→ SOURCE DOCUMENT
Whether remitting the matter back for passing a speaking order on the objections raised against the reopening of the assessment, would amount to extension of period of limitation? - Held No

 

1. If the Assessing Officer has passed the order of assessment within the prescribed period of limitation and thereafter, if such order is put to challenge before the Court of law and consequently, is set aside on some reason, which in the opinion of the Court is a curable defect, it is always open for the Court to remit the matter back to the Assessing Officer for passing a fresh order of assessment after curing those defects. In such cases, it does not mean that the Court has extended the period of limitation. Needles to say that once the Court has set aside the order and remitted the matter back to the Assessing Authority, the parties are reverted back to their original position as existed before passing the order of assessment and therefore, a fresh order to be passed in pursuant to such remand, is deemed to have been passed within the prescribed period of limitation, even though the time prescribed so under statute got expired by that time.

2. The Assessing Officer is bound to furnish reasons within a reasonable time. On receipt of reasons, the assessee is entitled to file objections to issuance of notice and the assessing officer is bound to dispose of the same by passing a speaking order.

→ DATA SEGMENT
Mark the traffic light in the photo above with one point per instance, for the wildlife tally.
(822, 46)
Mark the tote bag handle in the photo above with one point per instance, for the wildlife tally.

→ TO-DO LIST
• 1. In the assessment ruling, what must the Assessing Officer do with the assessee's objections to the issuance of notice?
• 2. Retype everything in the assessment ruling from "2. The Assessing" down to "a speaking order.".
• 3. Write what comes next in the assessment ruling, picking up after its final sentence.
The material has no connection to the assessment ruling.

→ RESPONSES PER TASK
• 1. Dispose of them by passing a speaking order.

• 2.
2. The Assessing Officer is bound to furnish reasons within a reasonable time. On receipt of reasons, the assessee is entitled to file objections to issuance of notice and the assessing officer is bound to dispose of the same by passing a speaking order.

• 3.
Berger Paints vs. Acit1. Writ petition filed under Article 226 of the Constitution of India praying for issuance of a Writ of Certiorari to call for the records of the respondent contained in its Assessment Order dated 30.12.2016 in PAN: AAACH1651B, passed under Section 143(3) of the Income Tax Act, 1961, for the assessment year 2012-13 and to quash the same as arbitrary , unjust and illegal

2. The petitioner is aggrieved against the order of assessment dated 30.12.2016 passed under Section 143(3) of Income Tax Act, 1961, for the assessment year 2012-13

3. The petitioner is a real estate Company involved in the development of properties. They filed their return for the assessment year 2012-13 on 30.09.2012, admitting a nil total income. The petitioner's case was selected for scrutiny and notice dated 03.12.2014 was issued under Section 143(2) of the Income Tax Act, 1961. On 29.12.2014, the petitioner, through their authorised representative, submitted certain documents pertaining to the issue

4. After detailed scrutiny of the documents and hearing the petitioner's representative on various dates, the respondent passed an order of assessment on 23.03.2015, by accepting the petitioner's return

5. While so, the respondent issued a notice dated 16.10.2015 under Section 148 of the said Act seeking to reopen the assessment under Section 147 of the said Act, simply by stating that the respondent has reasons to believe that the petitioner's income escaped assessment

6. By letter dated 20.11.2015, the petitioner requested for furnishing the informations pertaining to the reasons for reopening the assessment and the copies of documents relied upon by the respondent

7. The petitioner also requested to treat the return filed on 30.09.2012 as response to the notice under Section 148 of the said Act.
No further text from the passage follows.